(Entradas armazenadas)
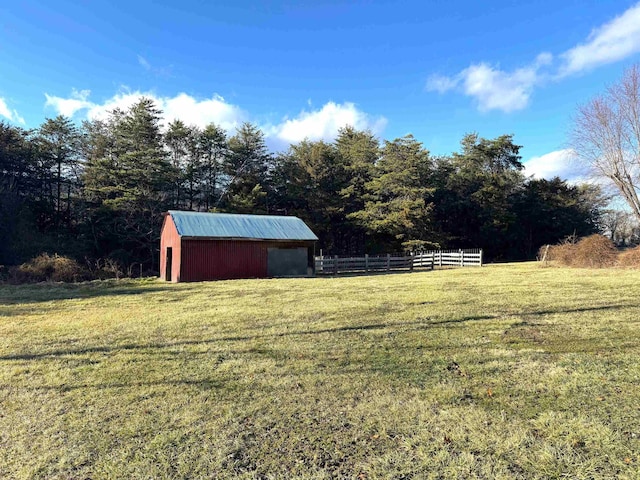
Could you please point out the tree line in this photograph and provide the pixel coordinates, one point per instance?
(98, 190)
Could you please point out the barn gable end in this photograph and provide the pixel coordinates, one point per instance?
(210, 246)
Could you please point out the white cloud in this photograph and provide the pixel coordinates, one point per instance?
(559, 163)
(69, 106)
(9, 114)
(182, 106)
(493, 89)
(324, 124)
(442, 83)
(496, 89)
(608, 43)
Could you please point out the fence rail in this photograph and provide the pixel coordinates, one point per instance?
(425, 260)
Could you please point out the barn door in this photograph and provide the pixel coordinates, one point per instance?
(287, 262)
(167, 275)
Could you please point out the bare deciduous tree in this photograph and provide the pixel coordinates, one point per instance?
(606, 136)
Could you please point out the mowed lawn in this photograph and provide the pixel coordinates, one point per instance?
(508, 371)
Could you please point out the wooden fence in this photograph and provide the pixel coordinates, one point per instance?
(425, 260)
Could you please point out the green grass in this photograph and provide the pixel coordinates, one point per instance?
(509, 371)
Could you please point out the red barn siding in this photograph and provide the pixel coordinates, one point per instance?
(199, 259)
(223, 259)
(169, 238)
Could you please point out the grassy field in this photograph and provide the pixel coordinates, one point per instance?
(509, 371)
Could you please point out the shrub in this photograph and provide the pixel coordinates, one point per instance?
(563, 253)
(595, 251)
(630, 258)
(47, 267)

Objetivo do exercício:
Transcreva novamente, sem omitir nenhuma linha, o trecho que começa na linha com "Could you please point out the grassy" e segue até o fim dos dados. Desloque em 58 cada número das coordenadas em pixels fornecidas como resposta.

Resposta do exercício:
Could you please point out the grassy field in this photograph and provide the pixel coordinates, one point per instance?
(567, 429)
Could you please point out the shrub in this photograph and provide the pixel coordinates, one point per instance?
(621, 311)
(653, 309)
(688, 316)
(105, 325)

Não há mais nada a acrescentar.